- DIRECTIONS: Output the records again verbatim.

[Point-per-instance localization data]
══════════
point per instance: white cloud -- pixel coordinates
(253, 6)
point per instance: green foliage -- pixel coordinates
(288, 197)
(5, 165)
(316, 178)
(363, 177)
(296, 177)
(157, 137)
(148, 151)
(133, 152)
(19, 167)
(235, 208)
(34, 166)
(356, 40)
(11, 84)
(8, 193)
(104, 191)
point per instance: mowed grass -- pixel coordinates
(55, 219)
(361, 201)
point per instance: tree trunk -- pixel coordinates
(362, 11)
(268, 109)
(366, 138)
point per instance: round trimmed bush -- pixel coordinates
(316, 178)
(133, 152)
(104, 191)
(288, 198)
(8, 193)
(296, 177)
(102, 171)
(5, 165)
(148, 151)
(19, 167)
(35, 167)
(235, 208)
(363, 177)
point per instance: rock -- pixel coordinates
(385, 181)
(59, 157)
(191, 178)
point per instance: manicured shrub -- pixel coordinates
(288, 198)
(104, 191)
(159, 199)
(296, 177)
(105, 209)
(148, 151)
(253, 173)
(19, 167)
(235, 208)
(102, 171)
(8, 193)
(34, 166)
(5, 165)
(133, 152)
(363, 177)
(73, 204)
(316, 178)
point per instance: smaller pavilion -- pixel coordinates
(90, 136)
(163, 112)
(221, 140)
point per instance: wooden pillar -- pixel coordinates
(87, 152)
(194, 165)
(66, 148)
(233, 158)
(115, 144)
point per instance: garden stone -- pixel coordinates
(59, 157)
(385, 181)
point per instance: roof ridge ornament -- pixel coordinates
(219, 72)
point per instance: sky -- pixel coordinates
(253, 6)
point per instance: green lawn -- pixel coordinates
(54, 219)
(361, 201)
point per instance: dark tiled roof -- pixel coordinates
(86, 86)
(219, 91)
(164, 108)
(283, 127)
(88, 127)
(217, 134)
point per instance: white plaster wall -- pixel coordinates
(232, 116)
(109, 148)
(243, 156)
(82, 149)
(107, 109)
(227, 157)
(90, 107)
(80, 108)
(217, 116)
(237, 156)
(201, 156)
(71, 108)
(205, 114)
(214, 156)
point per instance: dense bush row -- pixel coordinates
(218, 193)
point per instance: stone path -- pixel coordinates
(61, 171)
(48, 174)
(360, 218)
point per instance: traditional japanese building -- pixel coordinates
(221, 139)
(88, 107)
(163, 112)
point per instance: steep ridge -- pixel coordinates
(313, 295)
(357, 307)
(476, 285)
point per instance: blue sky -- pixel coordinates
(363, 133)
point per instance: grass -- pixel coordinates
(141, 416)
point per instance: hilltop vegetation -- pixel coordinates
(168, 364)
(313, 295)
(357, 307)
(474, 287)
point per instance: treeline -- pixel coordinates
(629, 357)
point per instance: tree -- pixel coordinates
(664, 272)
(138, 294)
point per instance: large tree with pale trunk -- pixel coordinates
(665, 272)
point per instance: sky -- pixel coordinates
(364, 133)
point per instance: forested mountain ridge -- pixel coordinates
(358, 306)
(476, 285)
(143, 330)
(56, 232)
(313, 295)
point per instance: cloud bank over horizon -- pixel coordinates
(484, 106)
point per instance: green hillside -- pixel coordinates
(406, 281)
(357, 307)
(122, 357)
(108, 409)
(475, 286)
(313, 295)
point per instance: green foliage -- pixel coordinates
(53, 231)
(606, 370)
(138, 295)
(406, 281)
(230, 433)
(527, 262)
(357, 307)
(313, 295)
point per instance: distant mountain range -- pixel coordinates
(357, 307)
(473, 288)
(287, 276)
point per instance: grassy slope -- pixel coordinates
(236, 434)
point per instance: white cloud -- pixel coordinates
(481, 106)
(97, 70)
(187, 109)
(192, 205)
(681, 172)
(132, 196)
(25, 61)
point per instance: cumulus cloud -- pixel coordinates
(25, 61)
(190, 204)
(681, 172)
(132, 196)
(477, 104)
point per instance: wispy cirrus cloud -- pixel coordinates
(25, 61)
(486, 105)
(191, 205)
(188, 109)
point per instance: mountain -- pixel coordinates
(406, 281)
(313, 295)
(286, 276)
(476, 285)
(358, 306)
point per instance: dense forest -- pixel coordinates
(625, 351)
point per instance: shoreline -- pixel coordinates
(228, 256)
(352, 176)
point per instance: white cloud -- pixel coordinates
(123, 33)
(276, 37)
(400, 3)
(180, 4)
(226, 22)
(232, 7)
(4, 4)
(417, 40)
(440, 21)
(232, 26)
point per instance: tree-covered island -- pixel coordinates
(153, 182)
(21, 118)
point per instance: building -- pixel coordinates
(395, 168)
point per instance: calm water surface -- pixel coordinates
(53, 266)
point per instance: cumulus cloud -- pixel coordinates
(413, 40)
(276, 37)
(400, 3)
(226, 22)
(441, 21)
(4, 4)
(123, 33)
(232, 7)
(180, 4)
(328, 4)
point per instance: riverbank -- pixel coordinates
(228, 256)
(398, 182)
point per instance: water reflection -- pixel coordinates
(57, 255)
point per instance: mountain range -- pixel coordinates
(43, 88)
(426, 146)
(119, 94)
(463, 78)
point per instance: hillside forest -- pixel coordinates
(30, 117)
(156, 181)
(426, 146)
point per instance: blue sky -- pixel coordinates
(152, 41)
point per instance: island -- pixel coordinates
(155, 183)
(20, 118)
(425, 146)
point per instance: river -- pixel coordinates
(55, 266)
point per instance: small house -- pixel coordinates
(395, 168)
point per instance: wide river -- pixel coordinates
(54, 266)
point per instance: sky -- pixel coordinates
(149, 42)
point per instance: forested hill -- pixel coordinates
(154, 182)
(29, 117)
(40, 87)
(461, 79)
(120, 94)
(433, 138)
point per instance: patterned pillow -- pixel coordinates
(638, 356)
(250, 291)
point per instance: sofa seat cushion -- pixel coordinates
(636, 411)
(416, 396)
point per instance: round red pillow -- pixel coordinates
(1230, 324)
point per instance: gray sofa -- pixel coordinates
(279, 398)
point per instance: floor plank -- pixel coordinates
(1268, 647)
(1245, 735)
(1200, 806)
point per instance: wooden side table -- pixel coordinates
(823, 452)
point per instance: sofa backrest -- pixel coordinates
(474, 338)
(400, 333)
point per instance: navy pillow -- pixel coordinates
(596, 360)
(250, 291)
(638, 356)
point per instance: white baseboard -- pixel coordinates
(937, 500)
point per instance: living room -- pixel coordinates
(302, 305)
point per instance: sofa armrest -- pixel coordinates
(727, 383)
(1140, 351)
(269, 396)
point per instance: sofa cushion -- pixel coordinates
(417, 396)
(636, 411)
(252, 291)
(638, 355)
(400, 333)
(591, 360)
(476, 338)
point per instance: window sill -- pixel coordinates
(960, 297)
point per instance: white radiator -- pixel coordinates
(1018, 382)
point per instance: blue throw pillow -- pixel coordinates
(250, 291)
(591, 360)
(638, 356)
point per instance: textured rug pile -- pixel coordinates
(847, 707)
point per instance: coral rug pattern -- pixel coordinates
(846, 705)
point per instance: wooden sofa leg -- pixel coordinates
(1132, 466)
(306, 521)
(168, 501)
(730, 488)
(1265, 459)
══════════
- OUTPUT OF THE TASK:
point per instance: white cloud -- pixel coordinates
(253, 6)
point per instance: green foliage -- pixel coordinates
(288, 197)
(5, 165)
(316, 178)
(363, 177)
(296, 177)
(157, 137)
(148, 151)
(133, 152)
(19, 167)
(235, 208)
(34, 166)
(356, 40)
(11, 84)
(8, 193)
(104, 191)
point per instance: mowed grass -- pixel coordinates
(55, 219)
(361, 201)
point per instance: tree trunk -- pixel coordinates
(362, 11)
(268, 109)
(366, 138)
point per instance: round trimmed bush -- pixel coordinates
(316, 178)
(133, 152)
(104, 191)
(288, 198)
(8, 193)
(296, 177)
(102, 171)
(5, 165)
(148, 151)
(19, 167)
(35, 167)
(235, 208)
(363, 177)
point per instance: rock -- pixel coordinates
(385, 181)
(59, 157)
(191, 178)
point per instance: manicured shrub -- pixel coordinates
(288, 198)
(104, 191)
(159, 199)
(296, 177)
(105, 209)
(148, 151)
(253, 173)
(19, 167)
(235, 208)
(102, 171)
(8, 193)
(34, 166)
(5, 165)
(133, 152)
(363, 177)
(73, 204)
(316, 178)
point per instance: smaller pavilion -- pixel coordinates
(90, 136)
(163, 112)
(221, 140)
point per instance: wooden pillar -- pixel coordinates
(87, 152)
(194, 165)
(66, 148)
(233, 158)
(115, 144)
point per instance: garden stone -- pixel coordinates
(59, 157)
(385, 181)
point per instance: roof ridge ornament -- pixel coordinates
(219, 72)
point per instance: sky -- pixel coordinates
(253, 6)
point per instance: green lawn -- pixel coordinates
(54, 219)
(361, 201)
point per instance: dark tiled roof -- pixel coordinates
(86, 86)
(219, 91)
(164, 108)
(283, 127)
(88, 127)
(217, 134)
point per instance: white plaster wall -- pixel coordinates
(232, 116)
(109, 148)
(243, 156)
(82, 149)
(107, 109)
(227, 157)
(90, 107)
(80, 108)
(217, 116)
(237, 156)
(201, 156)
(71, 108)
(205, 114)
(214, 156)
point per instance: dense bush row -- pixel coordinates
(218, 193)
point per instance: stone path -- pixel coordinates
(61, 171)
(48, 174)
(360, 218)
point per instance: traditional japanese building -- pixel coordinates
(221, 139)
(88, 107)
(163, 112)
point per instance: steep ridge -- pixel coordinates
(313, 295)
(357, 307)
(476, 285)
point per instance: blue sky -- pixel coordinates
(363, 133)
point per instance: grass -- pixel coordinates
(141, 416)
point per instance: hilltop vegetation -- pixel coordinates
(168, 364)
(313, 295)
(357, 307)
(474, 287)
point per instance: treeline -- pixel coordinates
(629, 357)
point per instance: tree -- pixel coordinates
(664, 272)
(138, 294)
point per instance: large tree with pale trunk -- pixel coordinates
(665, 272)
point per instance: sky -- pixel coordinates
(364, 133)
point per instance: forested mountain ridge -- pixel coordinates
(358, 306)
(476, 285)
(143, 330)
(56, 232)
(313, 295)
point per instance: cloud bank over horizon -- pixel coordinates
(484, 106)
point per instance: green hillside -- pixel coordinates
(406, 281)
(357, 307)
(122, 357)
(108, 409)
(475, 286)
(313, 295)
point per instance: green foliage -- pixel coordinates
(53, 231)
(606, 370)
(138, 295)
(406, 281)
(230, 433)
(527, 262)
(357, 307)
(313, 295)
point per instance: distant mountain range -- pixel coordinates
(357, 307)
(473, 288)
(287, 276)
point per instance: grassy slope -- pixel coordinates
(236, 434)
point per instance: white cloud -- pixel coordinates
(481, 106)
(97, 70)
(187, 109)
(192, 205)
(681, 172)
(132, 196)
(25, 61)
point per instance: cumulus cloud -- pixel coordinates
(25, 61)
(190, 204)
(681, 172)
(132, 196)
(477, 104)
point per instance: wispy cirrus cloud -- pixel coordinates
(25, 61)
(486, 105)
(191, 205)
(188, 109)
point per instance: mountain -- pixel coordinates
(406, 281)
(313, 295)
(286, 276)
(476, 285)
(358, 306)
point per instance: dense forest -- pixel coordinates
(625, 351)
point per instance: shoreline -- pixel coordinates
(228, 256)
(352, 176)
point per instance: white cloud -- pixel coordinates
(123, 33)
(276, 37)
(400, 3)
(180, 4)
(226, 22)
(232, 7)
(4, 4)
(417, 40)
(440, 21)
(232, 26)
point per instance: tree-covered island -- pixel coordinates
(153, 182)
(21, 118)
point per instance: building -- pixel coordinates
(395, 168)
point per instance: calm water surface -- pixel coordinates
(53, 266)
point per instance: cumulus cloud -- pixel coordinates
(413, 40)
(276, 37)
(400, 3)
(226, 22)
(441, 21)
(4, 4)
(123, 33)
(232, 7)
(180, 4)
(328, 4)
point per instance: riverbank -- pixel coordinates
(228, 256)
(398, 182)
point per instance: water reflection -- pixel coordinates
(57, 255)
point per instance: mountain range -- pixel coordinates
(43, 88)
(426, 146)
(119, 94)
(463, 78)
point per instance: hillside forest -- pixel coordinates
(30, 117)
(156, 181)
(426, 146)
point per instance: blue sky -- pixel coordinates
(152, 41)
point per instance: island -- pixel coordinates
(155, 183)
(20, 118)
(425, 146)
point per instance: river -- pixel coordinates
(55, 266)
point per instance: small house -- pixel coordinates
(395, 168)
point per instance: wide river -- pixel coordinates
(54, 266)
point per instance: sky -- pixel coordinates
(149, 42)
point per instance: forested hill -- pixel coordinates
(154, 182)
(29, 117)
(40, 87)
(461, 79)
(120, 94)
(433, 138)
point per instance: patterned pillow -- pixel coordinates
(638, 356)
(250, 291)
point per instance: sofa seat cushion -- pixel coordinates
(636, 411)
(416, 396)
point per instance: round red pillow -- pixel coordinates
(1230, 324)
point per instance: gray sofa -- pixel coordinates
(279, 398)
point per instance: floor plank -- pixel coordinates
(1268, 647)
(1245, 735)
(1200, 806)
point per instance: wooden side table -- pixel coordinates
(823, 452)
point per instance: sofa backrest -- pixel coordinates
(474, 338)
(400, 333)
point per instance: navy pillow -- pixel coordinates
(596, 360)
(250, 291)
(638, 356)
point per instance: white baseboard -- pixel coordinates
(937, 500)
point per instance: living room -- pixel coordinates
(302, 305)
point per instance: sofa armrest -- pixel coordinates
(727, 383)
(1140, 351)
(269, 396)
point per instance: sofa cushion -- pixel coordinates
(417, 396)
(636, 411)
(252, 291)
(638, 355)
(400, 333)
(591, 360)
(476, 338)
point per instance: window sill -- pixel coordinates
(960, 297)
point per instance: white radiator -- pixel coordinates
(1018, 382)
point per instance: blue throw pillow -- pixel coordinates
(250, 291)
(591, 360)
(638, 356)
point per instance: textured rug pile -- pixel coordinates
(847, 707)
point per instance: coral rug pattern -- pixel coordinates
(846, 705)
point per instance: wooden sofa leg -- pixel coordinates
(1132, 466)
(306, 521)
(168, 501)
(730, 488)
(1265, 459)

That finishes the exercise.